- GIVEN DATA -
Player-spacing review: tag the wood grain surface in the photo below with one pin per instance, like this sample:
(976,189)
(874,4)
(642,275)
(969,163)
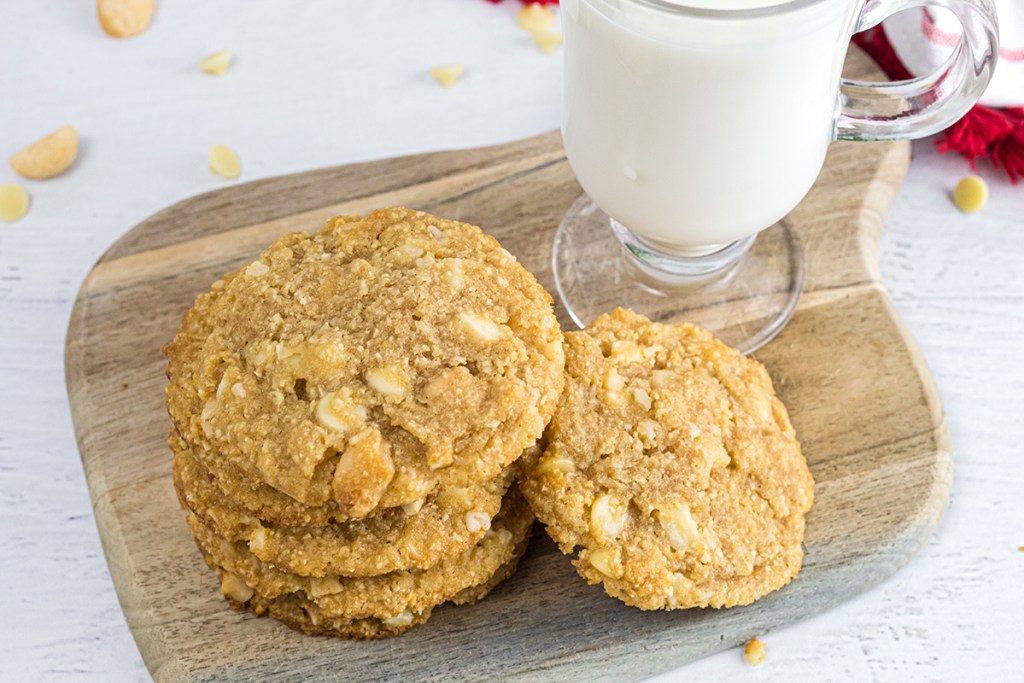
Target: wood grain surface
(858,391)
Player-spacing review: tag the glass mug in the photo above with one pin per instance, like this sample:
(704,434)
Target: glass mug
(694,125)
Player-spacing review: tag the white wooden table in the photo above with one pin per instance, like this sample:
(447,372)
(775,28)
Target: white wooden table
(321,83)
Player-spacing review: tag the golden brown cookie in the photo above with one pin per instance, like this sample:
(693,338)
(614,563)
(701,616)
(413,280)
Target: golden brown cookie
(446,526)
(372,364)
(387,595)
(672,466)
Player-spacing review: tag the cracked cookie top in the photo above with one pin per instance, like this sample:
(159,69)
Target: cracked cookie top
(371,365)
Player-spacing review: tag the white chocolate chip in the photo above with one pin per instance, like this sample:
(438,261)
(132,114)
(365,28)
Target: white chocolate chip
(477,521)
(612,380)
(222,386)
(257,268)
(679,524)
(232,587)
(606,561)
(413,508)
(388,380)
(551,464)
(336,411)
(660,378)
(607,517)
(642,397)
(325,586)
(455,498)
(257,540)
(480,328)
(401,619)
(413,251)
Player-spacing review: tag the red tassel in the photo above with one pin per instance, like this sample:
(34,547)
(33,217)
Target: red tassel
(1008,152)
(975,133)
(982,132)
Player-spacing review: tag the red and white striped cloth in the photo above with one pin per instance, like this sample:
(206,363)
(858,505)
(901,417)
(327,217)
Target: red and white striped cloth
(914,42)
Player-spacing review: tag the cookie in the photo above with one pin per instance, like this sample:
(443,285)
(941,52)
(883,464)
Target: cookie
(302,614)
(373,364)
(673,468)
(446,526)
(386,595)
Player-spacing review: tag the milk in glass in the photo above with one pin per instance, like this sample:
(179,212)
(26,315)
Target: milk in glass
(694,133)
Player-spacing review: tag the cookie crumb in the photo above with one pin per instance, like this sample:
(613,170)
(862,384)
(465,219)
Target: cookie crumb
(971,194)
(448,75)
(224,162)
(47,157)
(216,63)
(535,17)
(13,202)
(124,18)
(754,652)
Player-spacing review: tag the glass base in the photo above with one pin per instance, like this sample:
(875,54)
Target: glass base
(743,292)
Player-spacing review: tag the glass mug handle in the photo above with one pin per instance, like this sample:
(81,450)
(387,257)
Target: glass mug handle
(929,103)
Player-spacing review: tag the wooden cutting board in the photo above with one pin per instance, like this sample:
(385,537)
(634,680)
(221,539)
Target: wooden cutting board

- WHAT TO WORK ON -
Count every line above that includes the string "board", and answer with the count only.

- TASK RESPONSE -
2